▶ **Work required**
Lay out the lines below as a Markdown table with the columns "Row" and "Line", numbering each row and omitting blank lines.

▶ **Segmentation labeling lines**
----------------

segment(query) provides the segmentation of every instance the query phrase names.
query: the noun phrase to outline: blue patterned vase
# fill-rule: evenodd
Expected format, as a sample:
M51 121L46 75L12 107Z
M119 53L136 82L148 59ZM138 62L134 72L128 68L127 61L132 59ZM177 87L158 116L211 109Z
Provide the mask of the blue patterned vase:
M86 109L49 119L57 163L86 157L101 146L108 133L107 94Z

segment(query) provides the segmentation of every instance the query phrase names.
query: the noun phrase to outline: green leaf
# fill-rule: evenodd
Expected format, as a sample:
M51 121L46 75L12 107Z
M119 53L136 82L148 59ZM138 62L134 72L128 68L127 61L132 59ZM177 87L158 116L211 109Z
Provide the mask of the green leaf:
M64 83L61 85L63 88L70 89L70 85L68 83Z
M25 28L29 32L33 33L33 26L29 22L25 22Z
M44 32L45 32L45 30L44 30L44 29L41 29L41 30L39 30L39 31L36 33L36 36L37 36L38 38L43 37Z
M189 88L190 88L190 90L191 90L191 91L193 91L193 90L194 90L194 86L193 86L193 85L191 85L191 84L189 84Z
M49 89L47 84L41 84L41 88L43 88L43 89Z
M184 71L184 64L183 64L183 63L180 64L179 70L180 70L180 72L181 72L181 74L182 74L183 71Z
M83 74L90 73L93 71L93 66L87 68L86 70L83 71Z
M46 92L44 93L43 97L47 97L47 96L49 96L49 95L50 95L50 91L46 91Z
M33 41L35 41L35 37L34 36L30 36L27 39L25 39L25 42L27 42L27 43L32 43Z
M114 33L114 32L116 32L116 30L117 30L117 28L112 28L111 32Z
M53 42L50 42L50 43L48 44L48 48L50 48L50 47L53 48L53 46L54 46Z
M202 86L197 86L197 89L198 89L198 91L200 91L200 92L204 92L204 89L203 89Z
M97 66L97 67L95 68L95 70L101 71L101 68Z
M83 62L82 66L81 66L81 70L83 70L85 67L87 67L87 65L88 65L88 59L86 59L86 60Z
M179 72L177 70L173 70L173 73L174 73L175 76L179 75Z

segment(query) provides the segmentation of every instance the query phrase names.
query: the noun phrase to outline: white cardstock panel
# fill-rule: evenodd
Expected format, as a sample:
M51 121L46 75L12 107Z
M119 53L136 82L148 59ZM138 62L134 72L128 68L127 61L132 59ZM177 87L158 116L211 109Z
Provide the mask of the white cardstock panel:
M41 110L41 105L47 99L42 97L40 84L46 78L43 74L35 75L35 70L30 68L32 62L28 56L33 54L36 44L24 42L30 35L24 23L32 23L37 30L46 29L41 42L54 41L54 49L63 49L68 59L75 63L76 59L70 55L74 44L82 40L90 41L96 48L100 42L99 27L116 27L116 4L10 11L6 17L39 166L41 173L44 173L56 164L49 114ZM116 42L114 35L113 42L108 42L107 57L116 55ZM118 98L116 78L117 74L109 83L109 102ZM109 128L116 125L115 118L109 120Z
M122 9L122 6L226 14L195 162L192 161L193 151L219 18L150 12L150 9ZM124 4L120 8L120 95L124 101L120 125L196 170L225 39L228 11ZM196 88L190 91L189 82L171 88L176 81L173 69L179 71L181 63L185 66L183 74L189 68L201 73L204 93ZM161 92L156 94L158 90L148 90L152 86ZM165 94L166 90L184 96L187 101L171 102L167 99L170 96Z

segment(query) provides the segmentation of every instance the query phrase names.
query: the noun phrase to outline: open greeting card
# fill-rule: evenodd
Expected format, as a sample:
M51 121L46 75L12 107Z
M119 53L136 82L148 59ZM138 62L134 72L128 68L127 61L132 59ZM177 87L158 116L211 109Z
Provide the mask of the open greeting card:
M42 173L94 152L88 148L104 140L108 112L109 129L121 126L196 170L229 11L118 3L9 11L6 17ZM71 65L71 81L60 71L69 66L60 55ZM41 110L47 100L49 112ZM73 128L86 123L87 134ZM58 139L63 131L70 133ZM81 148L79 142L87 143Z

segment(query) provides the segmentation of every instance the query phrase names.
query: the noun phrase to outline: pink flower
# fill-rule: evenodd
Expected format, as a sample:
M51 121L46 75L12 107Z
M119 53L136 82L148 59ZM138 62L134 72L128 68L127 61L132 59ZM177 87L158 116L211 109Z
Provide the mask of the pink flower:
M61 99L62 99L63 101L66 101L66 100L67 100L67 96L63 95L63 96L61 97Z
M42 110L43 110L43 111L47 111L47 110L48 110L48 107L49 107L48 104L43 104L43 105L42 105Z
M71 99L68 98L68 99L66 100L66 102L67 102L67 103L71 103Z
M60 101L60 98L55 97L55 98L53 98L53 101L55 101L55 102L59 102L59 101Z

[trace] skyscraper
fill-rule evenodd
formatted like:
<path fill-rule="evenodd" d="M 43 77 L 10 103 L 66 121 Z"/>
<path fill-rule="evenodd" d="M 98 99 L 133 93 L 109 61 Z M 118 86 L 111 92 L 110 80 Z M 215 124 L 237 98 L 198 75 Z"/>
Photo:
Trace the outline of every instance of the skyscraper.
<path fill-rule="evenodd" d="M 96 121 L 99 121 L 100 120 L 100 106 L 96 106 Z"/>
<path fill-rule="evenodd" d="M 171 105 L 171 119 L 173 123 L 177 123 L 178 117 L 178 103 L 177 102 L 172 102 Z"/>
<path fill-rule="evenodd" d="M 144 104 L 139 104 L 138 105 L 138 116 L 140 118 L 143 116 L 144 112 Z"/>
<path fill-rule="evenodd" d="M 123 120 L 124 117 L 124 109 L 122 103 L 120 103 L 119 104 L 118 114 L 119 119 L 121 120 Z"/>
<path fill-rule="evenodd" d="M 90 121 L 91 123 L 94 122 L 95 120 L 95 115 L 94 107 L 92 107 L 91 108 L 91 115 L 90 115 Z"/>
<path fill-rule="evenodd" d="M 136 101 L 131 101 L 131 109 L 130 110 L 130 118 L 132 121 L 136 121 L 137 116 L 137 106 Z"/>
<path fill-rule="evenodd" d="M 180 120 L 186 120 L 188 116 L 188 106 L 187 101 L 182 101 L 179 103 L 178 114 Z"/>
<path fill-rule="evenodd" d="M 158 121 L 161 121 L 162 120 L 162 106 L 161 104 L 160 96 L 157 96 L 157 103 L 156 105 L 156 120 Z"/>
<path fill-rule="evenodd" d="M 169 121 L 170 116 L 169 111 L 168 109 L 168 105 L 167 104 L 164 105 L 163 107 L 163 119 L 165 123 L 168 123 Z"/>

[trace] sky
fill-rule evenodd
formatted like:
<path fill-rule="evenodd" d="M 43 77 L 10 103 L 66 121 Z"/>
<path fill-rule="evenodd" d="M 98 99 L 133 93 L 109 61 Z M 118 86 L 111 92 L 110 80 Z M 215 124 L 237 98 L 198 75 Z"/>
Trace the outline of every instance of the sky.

----------------

▶ **Result of the exercise**
| Row | Line |
|---|---|
| 1 | segment(query) provides the segmentation of every instance the query phrase names. |
| 2 | query: the noun phrase to outline: blue patterned vase |
| 3 | # fill-rule: evenodd |
| 4 | Expected format, as a sample: |
| 5 | M51 121L46 75L12 107Z |
| 6 | M119 53L136 82L148 59ZM138 62L134 72L128 68L127 61L132 59ZM177 87L158 116L211 109Z |
| 7 | Provide the mask of the blue patterned vase: |
| 8 | M86 109L49 119L57 163L86 157L101 146L108 133L107 94Z |
| 9 | segment(query) provides the segmentation of every instance the query phrase names. |
| 10 | query: the noun phrase to outline: green leaf |
| 11 | # fill-rule: evenodd |
| 12 | Expected format, as a sample: |
| 13 | M51 121L46 75L12 107Z |
| 14 | M119 53L136 82L148 59ZM138 62L134 72L128 68L127 61L132 59ZM177 87L158 116L211 109Z |
| 15 | Provide the mask of the green leaf: |
| 16 | M64 83L61 85L63 88L70 89L70 85L68 83Z |
| 17 | M25 28L29 32L33 33L33 26L29 22L25 22Z |
| 18 | M44 32L45 32L45 30L44 30L44 29L41 29L41 30L39 30L39 31L36 33L36 36L37 36L38 38L43 37Z |
| 19 | M189 88L190 88L190 90L191 90L191 91L193 91L193 90L194 90L194 86L193 86L193 85L191 85L191 84L189 84Z |
| 20 | M49 89L47 84L41 84L41 88L43 88L43 89Z |
| 21 | M184 71L184 64L183 64L183 63L180 64L179 70L180 70L180 72L181 72L181 74L182 74L183 71Z |
| 22 | M83 74L90 73L93 71L93 66L87 68L86 70L83 71Z |
| 23 | M46 92L44 93L43 97L47 97L47 96L49 96L49 95L50 95L50 91L46 91Z |
| 24 | M33 41L35 41L35 37L34 36L30 36L27 39L25 39L25 42L27 42L27 43L32 43Z |
| 25 | M114 33L114 32L116 32L116 30L117 30L117 28L112 28L111 32Z |
| 26 | M53 42L50 42L50 43L48 44L48 48L50 48L50 47L53 48L53 46L54 46Z |
| 27 | M202 86L197 86L197 89L198 89L198 91L200 91L200 92L204 92L204 89L203 89Z |
| 28 | M97 66L97 67L95 68L95 70L101 71L101 68Z |
| 29 | M83 62L82 66L81 66L81 70L83 70L85 67L87 67L87 65L88 65L88 59L86 59L86 60Z |
| 30 | M179 72L177 70L173 70L173 73L174 73L175 76L179 75Z |
| 31 | segment(query) provides the segmentation of every instance the query phrase names. |
| 32 | query: the noun phrase to outline: white cardstock panel |
| 33 | # fill-rule: evenodd |
| 34 | Expected format, as a sample: |
| 35 | M51 121L46 75L12 107Z |
| 36 | M119 53L136 82L148 59ZM138 62L134 72L128 68L127 61L132 59ZM177 87L158 116L211 109Z |
| 37 | Provide the mask of the white cardstock panel: |
| 38 | M41 110L41 105L47 99L42 97L40 84L46 78L43 74L35 75L35 70L30 68L32 62L28 56L33 54L36 44L24 42L30 35L24 23L32 23L37 30L46 29L41 42L54 41L54 49L63 49L68 59L75 63L76 59L70 55L74 44L82 40L90 41L96 48L100 42L99 27L116 27L116 4L10 11L6 17L39 166L41 173L44 173L56 164L49 114ZM116 42L114 35L113 42L108 42L107 57L116 55ZM118 98L116 78L117 74L109 83L109 102ZM109 128L116 125L115 118L109 120Z |
| 39 | M122 9L122 6L226 14L195 162L192 161L193 151L219 18L150 12L150 9ZM124 4L120 8L120 95L124 101L120 125L196 170L225 39L228 11ZM196 88L190 91L189 82L171 88L176 81L173 69L179 71L181 63L185 66L183 74L189 68L201 73L204 93ZM161 92L156 94L158 90L148 90L152 86ZM165 94L166 90L184 96L187 101L171 102L167 99L170 96Z |
| 40 | segment(query) provides the segmentation of every instance the query phrase names. |
| 41 | query: the noun phrase to outline: open greeting card |
| 42 | # fill-rule: evenodd |
| 43 | Expected format, as a sample: |
| 44 | M51 121L46 75L12 107Z |
| 45 | M119 53L136 82L148 59ZM138 62L134 72L128 68L127 61L132 59ZM177 87L158 116L211 109Z |
| 46 | Provide the mask of the open greeting card: |
| 47 | M42 173L94 152L88 148L104 140L108 112L109 129L121 126L196 170L229 11L118 3L9 11L6 17ZM71 65L71 81L60 71L69 66L60 55ZM41 110L47 100L49 112ZM73 128L86 123L87 134ZM58 139L63 131L70 133ZM81 148L79 142L87 143Z |
| 48 | segment(query) provides the segmentation of every instance the query phrase names. |
| 49 | query: the noun phrase to outline: pink flower |
| 50 | # fill-rule: evenodd |
| 51 | Expected format, as a sample: |
| 52 | M51 121L46 75L12 107Z |
| 53 | M119 53L136 82L148 59ZM138 62L134 72L128 68L127 61L132 59ZM177 87L158 116L211 109Z |
| 54 | Provide the mask of the pink flower: |
| 55 | M61 99L62 99L63 101L66 101L66 100L67 100L67 96L63 95L63 96L61 97Z |
| 56 | M42 110L43 110L43 111L47 111L47 110L48 110L48 107L49 107L48 104L43 104L43 105L42 105Z |
| 57 | M71 99L68 98L68 99L66 100L66 102L67 102L67 103L71 103Z |
| 58 | M60 101L60 98L55 97L55 98L53 98L53 101L55 101L55 102L59 102L59 101Z |
| 59 | [trace] skyscraper |
| 60 | fill-rule evenodd |
| 61 | formatted like: |
| 62 | <path fill-rule="evenodd" d="M 43 77 L 10 103 L 66 121 Z"/> |
| 63 | <path fill-rule="evenodd" d="M 98 99 L 133 93 L 109 61 Z M 118 86 L 111 92 L 110 80 Z M 215 124 L 237 98 L 198 75 Z"/> |
| 64 | Photo: |
| 65 | Trace the outline of every instance of the skyscraper. |
| 66 | <path fill-rule="evenodd" d="M 96 121 L 99 121 L 100 120 L 100 106 L 96 106 Z"/> |
| 67 | <path fill-rule="evenodd" d="M 171 105 L 171 119 L 173 123 L 177 123 L 178 117 L 178 103 L 177 102 L 172 102 Z"/> |
| 68 | <path fill-rule="evenodd" d="M 144 104 L 139 104 L 138 105 L 138 116 L 140 118 L 143 116 L 144 112 Z"/> |
| 69 | <path fill-rule="evenodd" d="M 123 120 L 124 117 L 124 109 L 122 103 L 120 103 L 119 104 L 118 114 L 119 119 L 121 120 Z"/> |
| 70 | <path fill-rule="evenodd" d="M 90 121 L 91 123 L 94 122 L 95 120 L 95 115 L 94 107 L 92 107 L 91 108 L 91 115 L 90 115 Z"/> |
| 71 | <path fill-rule="evenodd" d="M 136 101 L 131 101 L 131 109 L 130 110 L 130 118 L 132 121 L 136 121 L 137 116 L 137 106 Z"/> |
| 72 | <path fill-rule="evenodd" d="M 180 120 L 186 120 L 188 116 L 188 106 L 187 101 L 182 101 L 179 103 L 178 114 Z"/> |
| 73 | <path fill-rule="evenodd" d="M 158 121 L 161 121 L 162 120 L 162 106 L 161 104 L 160 96 L 157 96 L 157 103 L 156 105 L 156 120 Z"/> |
| 74 | <path fill-rule="evenodd" d="M 169 121 L 170 116 L 169 111 L 168 109 L 168 105 L 167 104 L 164 105 L 163 107 L 163 119 L 165 123 L 168 123 Z"/> |
| 75 | [trace] sky |
| 76 | fill-rule evenodd |
| 77 | formatted like: |
| 78 | <path fill-rule="evenodd" d="M 43 77 L 10 103 L 66 121 Z"/> |
| 79 | <path fill-rule="evenodd" d="M 98 99 L 133 93 L 109 61 Z M 118 86 L 111 92 L 110 80 Z M 215 124 L 237 98 L 198 75 Z"/> |
| 80 | Trace the outline of every instance of the sky. |